--- Start Dataset records ---
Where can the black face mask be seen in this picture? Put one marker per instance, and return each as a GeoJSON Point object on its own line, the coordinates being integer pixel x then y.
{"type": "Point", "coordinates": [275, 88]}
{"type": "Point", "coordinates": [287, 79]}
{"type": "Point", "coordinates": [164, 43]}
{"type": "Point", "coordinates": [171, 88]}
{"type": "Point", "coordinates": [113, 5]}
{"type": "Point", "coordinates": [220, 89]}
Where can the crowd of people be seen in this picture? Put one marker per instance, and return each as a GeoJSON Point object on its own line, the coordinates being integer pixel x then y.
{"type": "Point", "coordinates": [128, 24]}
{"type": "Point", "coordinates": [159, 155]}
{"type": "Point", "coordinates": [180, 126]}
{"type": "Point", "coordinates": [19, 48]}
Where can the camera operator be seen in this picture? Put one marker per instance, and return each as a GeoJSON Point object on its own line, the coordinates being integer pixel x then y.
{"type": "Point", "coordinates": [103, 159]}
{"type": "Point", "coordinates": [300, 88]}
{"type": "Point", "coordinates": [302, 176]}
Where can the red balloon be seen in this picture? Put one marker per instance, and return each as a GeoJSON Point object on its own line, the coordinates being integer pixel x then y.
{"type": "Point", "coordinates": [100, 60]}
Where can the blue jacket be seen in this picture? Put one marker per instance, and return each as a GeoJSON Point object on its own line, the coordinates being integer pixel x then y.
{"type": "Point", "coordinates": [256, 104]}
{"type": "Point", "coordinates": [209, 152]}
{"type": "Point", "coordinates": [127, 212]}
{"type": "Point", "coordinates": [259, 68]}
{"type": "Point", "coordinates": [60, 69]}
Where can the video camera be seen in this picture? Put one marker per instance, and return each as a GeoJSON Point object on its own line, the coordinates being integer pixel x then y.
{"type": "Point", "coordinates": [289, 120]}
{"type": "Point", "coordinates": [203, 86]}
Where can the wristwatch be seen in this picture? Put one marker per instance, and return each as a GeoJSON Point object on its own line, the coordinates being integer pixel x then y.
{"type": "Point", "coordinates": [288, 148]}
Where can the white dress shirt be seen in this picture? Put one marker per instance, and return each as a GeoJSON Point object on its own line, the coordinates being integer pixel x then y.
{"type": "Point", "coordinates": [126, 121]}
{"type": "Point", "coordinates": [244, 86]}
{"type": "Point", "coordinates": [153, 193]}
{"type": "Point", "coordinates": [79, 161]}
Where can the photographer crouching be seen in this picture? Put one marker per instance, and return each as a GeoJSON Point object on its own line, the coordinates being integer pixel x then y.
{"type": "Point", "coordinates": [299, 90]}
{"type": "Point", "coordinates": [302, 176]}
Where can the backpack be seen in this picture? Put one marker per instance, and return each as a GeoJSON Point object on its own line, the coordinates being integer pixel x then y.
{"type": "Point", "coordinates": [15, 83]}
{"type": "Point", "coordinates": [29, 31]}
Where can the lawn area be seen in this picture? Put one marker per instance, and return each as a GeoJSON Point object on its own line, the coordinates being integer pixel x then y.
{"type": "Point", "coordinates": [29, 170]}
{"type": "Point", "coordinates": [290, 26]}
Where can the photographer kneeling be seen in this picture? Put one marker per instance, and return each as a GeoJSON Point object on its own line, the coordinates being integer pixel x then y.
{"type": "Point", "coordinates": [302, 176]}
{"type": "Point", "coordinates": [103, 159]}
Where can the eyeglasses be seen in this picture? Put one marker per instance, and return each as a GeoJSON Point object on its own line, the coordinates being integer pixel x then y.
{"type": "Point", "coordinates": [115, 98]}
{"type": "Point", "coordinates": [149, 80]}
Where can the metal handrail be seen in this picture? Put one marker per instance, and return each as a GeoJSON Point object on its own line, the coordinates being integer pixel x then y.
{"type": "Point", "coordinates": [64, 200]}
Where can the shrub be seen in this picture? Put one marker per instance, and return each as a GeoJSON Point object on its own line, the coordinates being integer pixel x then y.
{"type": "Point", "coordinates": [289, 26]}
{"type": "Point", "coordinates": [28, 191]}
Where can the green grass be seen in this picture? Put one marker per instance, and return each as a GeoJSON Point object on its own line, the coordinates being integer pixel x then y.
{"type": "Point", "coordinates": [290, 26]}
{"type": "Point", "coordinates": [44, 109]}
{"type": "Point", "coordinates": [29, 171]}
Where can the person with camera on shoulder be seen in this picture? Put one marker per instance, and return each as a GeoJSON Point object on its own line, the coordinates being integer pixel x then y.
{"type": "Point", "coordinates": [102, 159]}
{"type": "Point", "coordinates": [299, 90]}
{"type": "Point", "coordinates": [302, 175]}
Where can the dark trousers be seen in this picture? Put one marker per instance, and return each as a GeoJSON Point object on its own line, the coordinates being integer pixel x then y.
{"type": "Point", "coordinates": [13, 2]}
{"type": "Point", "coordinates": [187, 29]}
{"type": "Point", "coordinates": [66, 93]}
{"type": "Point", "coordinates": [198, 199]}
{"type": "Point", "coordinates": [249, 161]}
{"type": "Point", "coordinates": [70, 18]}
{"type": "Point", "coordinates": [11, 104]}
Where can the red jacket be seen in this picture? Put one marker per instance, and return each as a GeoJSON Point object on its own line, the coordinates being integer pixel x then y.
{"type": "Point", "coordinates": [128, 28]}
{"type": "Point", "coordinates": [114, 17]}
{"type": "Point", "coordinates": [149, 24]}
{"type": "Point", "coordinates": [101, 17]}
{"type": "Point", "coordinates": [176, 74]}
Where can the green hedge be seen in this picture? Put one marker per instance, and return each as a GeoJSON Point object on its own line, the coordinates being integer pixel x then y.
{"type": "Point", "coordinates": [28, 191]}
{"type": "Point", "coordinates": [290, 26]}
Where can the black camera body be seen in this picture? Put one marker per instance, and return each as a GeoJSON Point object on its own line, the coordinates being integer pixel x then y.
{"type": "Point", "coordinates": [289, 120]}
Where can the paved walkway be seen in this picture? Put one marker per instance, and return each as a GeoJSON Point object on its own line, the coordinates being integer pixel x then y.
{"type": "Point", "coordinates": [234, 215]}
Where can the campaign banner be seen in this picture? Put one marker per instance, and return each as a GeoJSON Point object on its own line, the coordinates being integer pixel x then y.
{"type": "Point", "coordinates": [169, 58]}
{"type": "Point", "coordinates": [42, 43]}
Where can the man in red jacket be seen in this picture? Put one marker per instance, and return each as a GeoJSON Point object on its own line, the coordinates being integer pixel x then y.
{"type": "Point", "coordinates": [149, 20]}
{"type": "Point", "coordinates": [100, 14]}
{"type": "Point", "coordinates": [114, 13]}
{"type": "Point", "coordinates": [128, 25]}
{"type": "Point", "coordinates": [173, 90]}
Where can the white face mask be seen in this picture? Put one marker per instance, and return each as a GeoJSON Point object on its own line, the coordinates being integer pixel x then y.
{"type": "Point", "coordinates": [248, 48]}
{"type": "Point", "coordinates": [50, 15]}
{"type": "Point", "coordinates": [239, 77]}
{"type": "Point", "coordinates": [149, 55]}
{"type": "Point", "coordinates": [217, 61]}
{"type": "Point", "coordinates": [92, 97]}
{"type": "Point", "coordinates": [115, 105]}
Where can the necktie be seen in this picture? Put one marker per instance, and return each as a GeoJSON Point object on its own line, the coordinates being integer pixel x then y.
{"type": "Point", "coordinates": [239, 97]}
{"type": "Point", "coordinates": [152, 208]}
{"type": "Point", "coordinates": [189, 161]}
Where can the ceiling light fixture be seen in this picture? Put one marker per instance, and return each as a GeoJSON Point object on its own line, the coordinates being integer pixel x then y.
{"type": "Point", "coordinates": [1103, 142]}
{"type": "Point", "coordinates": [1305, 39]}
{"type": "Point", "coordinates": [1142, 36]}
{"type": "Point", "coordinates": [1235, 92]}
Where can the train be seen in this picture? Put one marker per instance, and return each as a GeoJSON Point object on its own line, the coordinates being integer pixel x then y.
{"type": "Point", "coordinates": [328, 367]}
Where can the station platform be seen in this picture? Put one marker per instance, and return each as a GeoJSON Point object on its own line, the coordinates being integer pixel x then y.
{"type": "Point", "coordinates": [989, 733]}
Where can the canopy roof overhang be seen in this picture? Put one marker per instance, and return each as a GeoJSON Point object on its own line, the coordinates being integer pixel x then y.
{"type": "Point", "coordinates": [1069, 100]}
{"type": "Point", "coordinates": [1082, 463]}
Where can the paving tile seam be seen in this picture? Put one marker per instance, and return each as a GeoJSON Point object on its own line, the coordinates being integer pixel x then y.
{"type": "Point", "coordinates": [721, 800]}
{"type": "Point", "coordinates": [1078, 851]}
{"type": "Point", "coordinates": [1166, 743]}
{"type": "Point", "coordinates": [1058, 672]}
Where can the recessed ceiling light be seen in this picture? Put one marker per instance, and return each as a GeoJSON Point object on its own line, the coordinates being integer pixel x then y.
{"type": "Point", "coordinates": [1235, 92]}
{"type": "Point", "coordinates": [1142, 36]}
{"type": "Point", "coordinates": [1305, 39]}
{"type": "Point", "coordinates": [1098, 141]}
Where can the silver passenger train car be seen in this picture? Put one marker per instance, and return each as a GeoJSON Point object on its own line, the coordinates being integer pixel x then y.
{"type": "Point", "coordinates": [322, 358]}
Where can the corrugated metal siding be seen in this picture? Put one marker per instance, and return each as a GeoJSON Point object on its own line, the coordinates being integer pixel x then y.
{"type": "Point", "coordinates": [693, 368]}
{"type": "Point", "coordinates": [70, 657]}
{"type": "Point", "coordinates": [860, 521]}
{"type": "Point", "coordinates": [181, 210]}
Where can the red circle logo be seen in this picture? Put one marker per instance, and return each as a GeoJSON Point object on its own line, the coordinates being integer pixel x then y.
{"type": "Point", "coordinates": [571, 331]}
--- End Dataset records ---
▸ **Written instruction**
Print the line containing "Where can the corrugated" and every line after it to the end of the records above, exactly as written, and nothing else.

▸ **Final result**
Where can the corrugated metal siding be seen in this picture? Put one marker per instance, and return each as a GeoJSON Point object on its own line, the coordinates being integer pixel x then y.
{"type": "Point", "coordinates": [693, 368]}
{"type": "Point", "coordinates": [70, 657]}
{"type": "Point", "coordinates": [860, 521]}
{"type": "Point", "coordinates": [181, 210]}
Where can the red circle logo be seen in this picture? Put one marker per instance, and return each as a GeoJSON Point object on its own line, the coordinates being integer pixel x then y.
{"type": "Point", "coordinates": [571, 331]}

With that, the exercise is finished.